- [JOB]:
Can you give these lines as a numbered list, leaving out any blank lines?

** BEGIN RECORDS FOR THIS TASK **

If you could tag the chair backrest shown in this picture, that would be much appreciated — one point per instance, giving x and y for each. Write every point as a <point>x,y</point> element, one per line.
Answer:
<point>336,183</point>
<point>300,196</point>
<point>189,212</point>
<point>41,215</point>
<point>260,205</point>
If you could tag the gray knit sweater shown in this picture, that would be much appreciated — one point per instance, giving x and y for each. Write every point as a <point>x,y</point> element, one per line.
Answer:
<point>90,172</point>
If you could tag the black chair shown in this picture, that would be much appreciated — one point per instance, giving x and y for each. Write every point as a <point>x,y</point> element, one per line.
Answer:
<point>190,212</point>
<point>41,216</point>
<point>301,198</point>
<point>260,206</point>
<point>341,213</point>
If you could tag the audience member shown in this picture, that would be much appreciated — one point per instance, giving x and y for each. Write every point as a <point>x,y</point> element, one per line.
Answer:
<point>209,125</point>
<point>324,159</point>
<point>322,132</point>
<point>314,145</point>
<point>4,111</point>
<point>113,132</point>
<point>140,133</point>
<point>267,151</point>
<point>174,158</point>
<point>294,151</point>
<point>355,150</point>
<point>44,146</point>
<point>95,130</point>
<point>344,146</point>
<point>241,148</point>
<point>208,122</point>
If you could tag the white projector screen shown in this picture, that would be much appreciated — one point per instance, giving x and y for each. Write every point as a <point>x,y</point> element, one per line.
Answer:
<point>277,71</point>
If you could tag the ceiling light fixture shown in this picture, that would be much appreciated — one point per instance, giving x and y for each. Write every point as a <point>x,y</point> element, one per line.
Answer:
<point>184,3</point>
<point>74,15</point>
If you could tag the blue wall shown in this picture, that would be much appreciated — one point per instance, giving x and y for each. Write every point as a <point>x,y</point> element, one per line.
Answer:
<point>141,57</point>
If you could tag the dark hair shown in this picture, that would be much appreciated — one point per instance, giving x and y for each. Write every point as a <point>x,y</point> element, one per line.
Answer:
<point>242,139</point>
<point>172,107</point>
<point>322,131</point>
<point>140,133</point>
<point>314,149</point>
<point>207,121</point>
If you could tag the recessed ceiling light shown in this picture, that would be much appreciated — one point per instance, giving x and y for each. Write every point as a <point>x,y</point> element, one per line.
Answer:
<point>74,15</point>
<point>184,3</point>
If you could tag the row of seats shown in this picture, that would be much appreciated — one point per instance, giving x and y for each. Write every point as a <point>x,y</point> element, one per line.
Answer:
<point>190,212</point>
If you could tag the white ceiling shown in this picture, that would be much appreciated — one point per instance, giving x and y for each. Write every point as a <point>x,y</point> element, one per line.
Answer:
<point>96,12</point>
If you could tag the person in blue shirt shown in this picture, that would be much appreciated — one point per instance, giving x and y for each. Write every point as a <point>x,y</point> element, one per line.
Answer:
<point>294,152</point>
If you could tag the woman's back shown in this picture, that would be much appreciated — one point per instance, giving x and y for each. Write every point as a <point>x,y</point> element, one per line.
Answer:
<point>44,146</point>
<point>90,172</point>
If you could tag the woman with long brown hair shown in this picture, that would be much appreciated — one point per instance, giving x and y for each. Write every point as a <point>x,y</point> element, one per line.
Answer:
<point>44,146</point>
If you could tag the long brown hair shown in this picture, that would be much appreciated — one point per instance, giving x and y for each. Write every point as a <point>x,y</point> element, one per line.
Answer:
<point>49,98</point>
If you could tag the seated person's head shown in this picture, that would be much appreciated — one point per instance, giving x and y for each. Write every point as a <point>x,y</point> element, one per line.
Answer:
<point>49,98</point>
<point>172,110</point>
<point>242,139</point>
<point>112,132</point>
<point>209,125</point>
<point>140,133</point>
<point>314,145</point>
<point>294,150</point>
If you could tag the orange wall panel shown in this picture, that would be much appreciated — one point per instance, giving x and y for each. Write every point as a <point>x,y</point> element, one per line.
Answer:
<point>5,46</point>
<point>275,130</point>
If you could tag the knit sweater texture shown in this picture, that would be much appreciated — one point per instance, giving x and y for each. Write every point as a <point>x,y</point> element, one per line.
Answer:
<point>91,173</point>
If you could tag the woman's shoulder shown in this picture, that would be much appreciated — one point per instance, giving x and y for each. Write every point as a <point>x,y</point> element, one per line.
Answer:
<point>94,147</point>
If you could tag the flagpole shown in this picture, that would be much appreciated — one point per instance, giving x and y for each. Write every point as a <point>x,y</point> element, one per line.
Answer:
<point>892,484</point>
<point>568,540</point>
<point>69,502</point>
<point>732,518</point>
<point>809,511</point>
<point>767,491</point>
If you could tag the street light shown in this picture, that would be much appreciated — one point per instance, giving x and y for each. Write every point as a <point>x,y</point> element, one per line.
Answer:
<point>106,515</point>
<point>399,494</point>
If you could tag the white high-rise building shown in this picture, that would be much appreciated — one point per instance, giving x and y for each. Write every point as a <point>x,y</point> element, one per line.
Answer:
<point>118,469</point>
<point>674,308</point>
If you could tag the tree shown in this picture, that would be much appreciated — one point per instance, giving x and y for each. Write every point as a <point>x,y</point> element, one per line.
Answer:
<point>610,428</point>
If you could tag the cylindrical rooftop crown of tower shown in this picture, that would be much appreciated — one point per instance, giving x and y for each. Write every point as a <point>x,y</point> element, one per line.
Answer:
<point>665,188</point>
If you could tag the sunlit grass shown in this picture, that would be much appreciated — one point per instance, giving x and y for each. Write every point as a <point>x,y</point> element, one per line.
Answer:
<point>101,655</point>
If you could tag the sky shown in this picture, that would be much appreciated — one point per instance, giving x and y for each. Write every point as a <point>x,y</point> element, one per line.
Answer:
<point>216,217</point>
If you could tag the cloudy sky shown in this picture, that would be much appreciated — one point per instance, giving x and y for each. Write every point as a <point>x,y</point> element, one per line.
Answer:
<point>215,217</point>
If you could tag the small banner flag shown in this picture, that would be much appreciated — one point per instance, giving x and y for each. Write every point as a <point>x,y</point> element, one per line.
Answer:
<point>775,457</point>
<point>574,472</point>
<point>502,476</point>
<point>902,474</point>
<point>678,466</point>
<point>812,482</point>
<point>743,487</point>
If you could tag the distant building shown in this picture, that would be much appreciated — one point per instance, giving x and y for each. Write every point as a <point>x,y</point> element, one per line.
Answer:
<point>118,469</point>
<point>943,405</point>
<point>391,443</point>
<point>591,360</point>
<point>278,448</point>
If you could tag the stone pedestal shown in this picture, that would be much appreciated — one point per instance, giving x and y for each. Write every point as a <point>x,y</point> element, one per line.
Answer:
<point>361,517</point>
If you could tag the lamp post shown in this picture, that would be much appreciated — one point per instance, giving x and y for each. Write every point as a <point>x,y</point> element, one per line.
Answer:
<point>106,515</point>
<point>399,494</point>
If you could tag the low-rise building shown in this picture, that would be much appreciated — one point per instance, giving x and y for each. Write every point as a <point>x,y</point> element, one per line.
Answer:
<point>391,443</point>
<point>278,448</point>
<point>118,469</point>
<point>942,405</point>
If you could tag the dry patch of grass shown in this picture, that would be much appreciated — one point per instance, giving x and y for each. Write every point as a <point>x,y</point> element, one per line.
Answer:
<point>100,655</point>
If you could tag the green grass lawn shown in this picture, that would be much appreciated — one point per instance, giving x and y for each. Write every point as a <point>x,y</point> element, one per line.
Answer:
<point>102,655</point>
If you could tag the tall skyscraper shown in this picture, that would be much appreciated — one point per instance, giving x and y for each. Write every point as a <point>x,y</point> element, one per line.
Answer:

** END RECORDS FOR THIS TASK **

- [OUTPUT]:
1. If you could tag the chair backrest shown in this picture, that would be much appreciated — one point per instance, giving x and y for each. Write every point as a <point>x,y</point> element, one per line.
2. Answer:
3. <point>336,183</point>
4. <point>300,196</point>
5. <point>189,212</point>
6. <point>41,215</point>
7. <point>260,205</point>
8. If you could tag the gray knit sweater shown in this picture, that would be much appreciated — one point per instance, giving x and y for each. Write every point as a <point>x,y</point> element, one per line.
9. Answer:
10. <point>90,172</point>
11. If you could tag the black chair shown in this picture, that would be much appreciated — one point per instance, giving x and y for each. Write every point as a <point>x,y</point> element, one per line.
12. Answer:
13. <point>190,212</point>
14. <point>41,216</point>
15. <point>301,198</point>
16. <point>260,206</point>
17. <point>341,213</point>
18. If you could tag the audience member shown in this picture, that would be much appreciated — one point per instance, giving x and y for each. Write every point as a <point>x,y</point> element, one per line.
19. Answer:
20. <point>209,125</point>
21. <point>324,159</point>
22. <point>322,132</point>
23. <point>314,145</point>
24. <point>4,111</point>
25. <point>113,132</point>
26. <point>140,133</point>
27. <point>267,151</point>
28. <point>174,158</point>
29. <point>294,151</point>
30. <point>355,150</point>
31. <point>44,146</point>
32. <point>95,130</point>
33. <point>344,146</point>
34. <point>241,148</point>
35. <point>208,122</point>
36. If you could tag the white projector screen shown in this picture, that would be much appreciated — one point per instance, giving x and y for each. Write every point as a <point>x,y</point> element, one per line.
37. Answer:
38. <point>277,71</point>
39. If you could tag the ceiling light fixture shown in this picture, that would be much appreciated — one point per instance, giving x and y for each. Write every point as a <point>x,y</point> element, one per line.
40. Answer:
41. <point>184,3</point>
42. <point>74,15</point>
43. If you could tag the blue wall shown in this picture, that would be much appreciated — one point per instance, giving x and y for each. Write every point as a <point>x,y</point> element, one per line.
44. Answer:
45. <point>141,57</point>
46. If you could tag the dark hair shown in this picture, that would be much appreciated — one point per instance, giving x and y for each. Write every point as a <point>x,y</point> element, one per line.
47. Answer:
48. <point>242,139</point>
49. <point>172,107</point>
50. <point>322,131</point>
51. <point>140,133</point>
52. <point>314,149</point>
53. <point>207,121</point>
54. If you could tag the recessed ceiling light shown in this picture, that would be much appreciated — one point per instance, giving x and y for each. Write every point as a <point>x,y</point> element, one per line.
55. Answer:
56. <point>74,15</point>
57. <point>184,3</point>
58. If you could tag the row of seats shown in this picture, that would be much appreciated — one point per instance, giving x and y for each. Write every point as a <point>x,y</point> element, one per line.
59. Answer:
60. <point>190,212</point>
61. If you could tag the white ceiling shown in this picture, that would be much appreciated — one point per instance, giving x and y for each. Write every point as a <point>x,y</point> element, one per line.
62. Answer:
63. <point>96,12</point>
64. If you could tag the person in blue shirt shown in this picture, that would be much appreciated — one point per instance, giving x and y for each. Write every point as a <point>x,y</point> element, one per line.
65. Answer:
66. <point>294,152</point>
67. If you could tag the woman's back shown in this picture, that would be much appreciated — one point per instance, giving x and y for each. Write every point as a <point>x,y</point> element, one per line.
68. Answer:
69. <point>44,146</point>
70. <point>90,172</point>
71. If you could tag the woman with long brown hair shown in this picture, that would be much appreciated — one point per instance, giving x and y for each. Write every point as a <point>x,y</point> element, one per line.
72. Answer:
73. <point>44,146</point>
74. If you could tag the long brown hair shown in this picture, that would be much appreciated — one point per instance, giving x and y for each. Write every point as a <point>x,y</point> element, one per line.
75. Answer:
76. <point>49,98</point>
77. If you could tag the seated person's head shown in this picture, that would be much appreciated — one point per instance, giving x and y for each. Write every point as a <point>x,y</point> element, one per line.
78. Answer:
79. <point>49,98</point>
80. <point>172,110</point>
81. <point>242,139</point>
82. <point>112,132</point>
83. <point>209,125</point>
84. <point>140,133</point>
85. <point>314,145</point>
86. <point>294,150</point>
87. If you could tag the orange wall panel shown in this picture, that would be much appreciated — one point per instance, giving x and y for each. Write every point as a <point>x,y</point> element, one per line.
88. Answer:
89. <point>5,46</point>
90. <point>275,130</point>
91. If you could tag the knit sweater texture shown in this picture, that would be much appreciated — one point per instance, giving x and y for each. Write every point as a <point>x,y</point> element, one per line.
92. Answer:
93. <point>91,173</point>
94. If you could tag the woman's shoulder shown in this picture, that would be much appreciated — one point per instance, giving x and y for each. Write every point as a <point>x,y</point> element, one per line.
95. Answer:
96. <point>94,147</point>
97. If you could tag the flagpole shown in this picture, that would be much appreciated — one point per instance, giving x and y for each. Write every point as a <point>x,y</point> element, one per line.
98. Answer:
99. <point>892,484</point>
100. <point>568,540</point>
101. <point>69,502</point>
102. <point>732,518</point>
103. <point>809,511</point>
104. <point>767,491</point>
105. If you could tag the street light shown in this picture, that would be much appreciated — one point per instance, giving x and y for each. Write every point as a <point>x,y</point> element, one per line.
106. Answer:
107. <point>106,515</point>
108. <point>399,494</point>
109. If you could tag the white high-rise building shown in this picture, that would be much appreciated — one point per instance, giving x and y for each. Write every point as a <point>x,y</point> element, one per line.
110. Answer:
111. <point>118,469</point>
112. <point>674,308</point>
113. If you could tag the tree shown in this picture, that would be much appreciated — one point per instance, giving x and y for each. Write every point as a <point>x,y</point> element, one per line.
114. Answer:
115. <point>610,428</point>
116. If you could tag the cylindrical rooftop crown of tower shown in this picture, that would be much appreciated — one point per instance, giving x and y for each. Write every point as a <point>x,y</point> element, one per line.
117. Answer:
118. <point>665,188</point>
119. If you could tag the sunlit grass shown in this picture, that would be much appreciated — one point per instance, giving x and y for each. Write every point as a <point>x,y</point> element, one per line.
120. Answer:
121. <point>101,655</point>
122. If you could tag the sky shown in this picture, that would be much appreciated — one point per instance, giving x and y for each. Write every point as a <point>x,y</point> element, one per line.
123. Answer:
124. <point>216,217</point>
125. If you could tag the cloudy sky shown in this picture, that would be much appreciated — one point per instance, giving x and y for each. Write every point as a <point>x,y</point> element, one per line.
126. Answer:
127. <point>215,217</point>
128. If you could tag the small banner flag shown in this picture, that would be much appreciated — one point per instance, giving x and y for each. Write every point as a <point>x,y</point> element, one per line.
129. Answer:
130. <point>775,457</point>
131. <point>574,472</point>
132. <point>502,476</point>
133. <point>902,474</point>
134. <point>678,466</point>
135. <point>812,482</point>
136. <point>743,487</point>
137. If you could tag the distant building shown in this picture, that would be much appreciated — one point per instance, giving x and y for each. Write every point as a <point>x,y</point> element, one per line.
138. Answer:
139. <point>118,469</point>
140. <point>943,405</point>
141. <point>391,443</point>
142. <point>591,360</point>
143. <point>278,448</point>
144. If you could tag the stone pedestal shown in this picture, that would be much appreciated — one point per instance, giving x and y for each. Write every point as a <point>x,y</point> element, one per line.
145. Answer:
146. <point>361,517</point>
147. If you could tag the lamp post shown in this picture, that would be much appreciated — one point per instance, giving x and y for each. Write every point as a <point>x,y</point> element, one per line.
148. Answer:
149. <point>106,515</point>
150. <point>399,494</point>
151. If you could tag the low-rise building shown in this picture, that would be much appreciated — one point per instance, giving x and y for each. Write every point as a <point>x,y</point> element, one per line.
152. Answer:
153. <point>391,443</point>
154. <point>278,448</point>
155. <point>118,469</point>
156. <point>942,405</point>
157. If you could tag the dry patch of grass shown in this picture, that would be much appreciated — one point per instance, giving x and y for each. Write every point as a <point>x,y</point> element, one per line.
158. Answer:
159. <point>100,655</point>
160. If you could tag the green grass lawn shown in this picture, that would be much appreciated — one point per instance, giving x and y for each. Write every point as a <point>x,y</point> element, one per line.
161. Answer:
162. <point>102,655</point>
163. If you could tag the tall skyscraper shown in this picture, that would be much appreciated — one point per instance, giving x and y for each. Write every point as a <point>x,y</point> element, one per line.
164. Answer:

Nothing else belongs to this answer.